◆ **What is expected**
Rewrite the listing below as a numbered list, covering only the lines from the one containing "of the distant" through the end of the listing, both included, and leaving out blank lines.

◆ **Material shown**
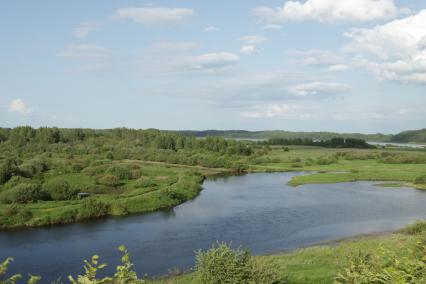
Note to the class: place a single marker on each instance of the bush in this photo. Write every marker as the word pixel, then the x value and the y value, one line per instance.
pixel 7 170
pixel 109 180
pixel 28 192
pixel 92 208
pixel 221 264
pixel 120 172
pixel 420 180
pixel 15 213
pixel 59 189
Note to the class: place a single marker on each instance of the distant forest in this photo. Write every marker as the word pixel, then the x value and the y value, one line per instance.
pixel 415 136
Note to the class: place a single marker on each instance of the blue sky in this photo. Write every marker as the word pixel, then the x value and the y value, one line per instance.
pixel 348 66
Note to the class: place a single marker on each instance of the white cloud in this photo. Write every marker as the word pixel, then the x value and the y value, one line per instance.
pixel 395 51
pixel 19 106
pixel 155 15
pixel 210 29
pixel 289 111
pixel 84 51
pixel 316 88
pixel 214 60
pixel 328 11
pixel 178 62
pixel 250 44
pixel 337 68
pixel 85 28
pixel 253 39
pixel 272 27
pixel 167 46
pixel 318 58
pixel 248 49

◆ **The response**
1. Note to the class: place a single marker on each instance of the distant forest in this photo. Write every marker as the word pixel, then the x value and the y value, one line per instance.
2. pixel 415 136
3. Note to the class: place a single marker on each instance of the blue sky in this photo. Write every marker as the word pixel, then the x value and the y value, one line per instance.
4. pixel 348 66
5. Note to the class: place a single marker on each instance of the white cloud in this photo. Write every marker as the word pixel, then the x value and the y value, one line per instance.
6. pixel 395 51
7. pixel 19 106
8. pixel 155 15
9. pixel 210 29
10. pixel 289 111
11. pixel 84 51
12. pixel 316 88
13. pixel 214 60
14. pixel 328 11
15. pixel 178 62
16. pixel 250 44
17. pixel 337 68
18. pixel 85 28
19. pixel 253 39
20. pixel 272 27
21. pixel 167 46
22. pixel 318 58
23. pixel 248 49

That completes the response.